Collected data
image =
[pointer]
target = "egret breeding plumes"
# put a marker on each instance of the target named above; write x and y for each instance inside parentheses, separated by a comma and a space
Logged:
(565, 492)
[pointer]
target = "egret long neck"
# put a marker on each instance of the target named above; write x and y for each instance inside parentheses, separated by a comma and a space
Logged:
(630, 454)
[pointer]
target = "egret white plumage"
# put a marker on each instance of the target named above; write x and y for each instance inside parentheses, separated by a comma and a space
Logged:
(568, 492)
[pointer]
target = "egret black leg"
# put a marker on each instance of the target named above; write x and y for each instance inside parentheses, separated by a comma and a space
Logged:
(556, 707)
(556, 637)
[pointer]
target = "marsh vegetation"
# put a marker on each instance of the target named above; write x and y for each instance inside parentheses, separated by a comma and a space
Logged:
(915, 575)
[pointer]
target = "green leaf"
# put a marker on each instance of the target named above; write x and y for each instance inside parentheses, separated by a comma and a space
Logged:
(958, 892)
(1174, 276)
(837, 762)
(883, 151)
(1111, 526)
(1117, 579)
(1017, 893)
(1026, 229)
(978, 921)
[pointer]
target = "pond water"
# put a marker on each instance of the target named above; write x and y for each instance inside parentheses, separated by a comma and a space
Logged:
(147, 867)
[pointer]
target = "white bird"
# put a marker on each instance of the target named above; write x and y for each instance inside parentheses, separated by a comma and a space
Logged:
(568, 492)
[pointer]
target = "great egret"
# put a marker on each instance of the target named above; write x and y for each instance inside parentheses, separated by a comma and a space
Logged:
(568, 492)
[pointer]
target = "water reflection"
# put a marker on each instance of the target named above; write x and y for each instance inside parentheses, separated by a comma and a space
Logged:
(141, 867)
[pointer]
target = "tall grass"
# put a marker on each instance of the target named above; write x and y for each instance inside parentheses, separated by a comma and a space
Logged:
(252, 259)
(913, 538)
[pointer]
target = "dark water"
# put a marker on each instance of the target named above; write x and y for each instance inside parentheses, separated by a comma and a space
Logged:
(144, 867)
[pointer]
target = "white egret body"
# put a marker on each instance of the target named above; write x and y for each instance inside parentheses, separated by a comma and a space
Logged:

* WHAT TO DO
Each entry above needs to be retyped exactly.

* FINAL ANSWER
image =
[pointer]
target = "egret breeding plumes"
# put a marker on each instance of the target named above; write x and y for each instance inside parentheses, separated by a comma and a space
Logged:
(565, 492)
[pointer]
target = "egret long neck"
# put a marker on each instance of the target named above; write x and y for each instance inside parentheses, separated by a comma and a space
Logged:
(630, 454)
[pointer]
target = "egret white plumage"
# put a marker on each instance of the target named above; write x and y for each instance inside parentheses, separated by a comma and a space
Logged:
(568, 492)
[pointer]
target = "egret black leg"
# put a marker on each instance of the target named above; write x and y for each instance inside parentheses, separated by a comma and a space
Logged:
(556, 707)
(556, 637)
[pointer]
target = "marsh vegetation"
# put a marker on each instance of the target named above; write x and y for each instance inside parentheses, separated by a comma and a space
Logged:
(915, 575)
[pointer]
target = "green leaf"
# put a marker on each instance of the target named above; write x and y for each instance inside parentheses, separated by a comma and a space
Logged:
(958, 892)
(1174, 276)
(837, 762)
(883, 151)
(1111, 526)
(1117, 579)
(1017, 893)
(1026, 229)
(978, 921)
[pointer]
target = "pond water"
# put a marker on each instance of the target named above; write x and y for each instance inside parentheses, separated by a comma and a space
Logged:
(147, 867)
[pointer]
target = "white bird"
# put a marker on each instance of the target named above; write x and y for each instance inside parentheses, separated by a comma and a space
Logged:
(568, 492)
[pointer]
target = "great egret"
# put a marker on each instance of the target named above; write x and y for each instance inside parentheses, separated by a comma and a space
Logged:
(568, 492)
[pointer]
target = "water reflection"
# put a marker on each instance of the target named above; write x and y for each instance inside parentheses, separated by a comma and a space
Logged:
(141, 867)
[pointer]
target = "tall grass"
# put a marker on each instance of the target named above; write x and y for each instance inside parentheses, separated by a comma and a space
Logged:
(252, 259)
(913, 538)
[pointer]
target = "dark water"
# put a marker on each instance of the target named above; write x and y for each instance inside parentheses, separated by a comma and a space
Logged:
(144, 867)
[pointer]
target = "white egret body"
# put a marker on each instance of the target named above; write x and y for each instance inside parentheses, separated by a comma and a space
Logged:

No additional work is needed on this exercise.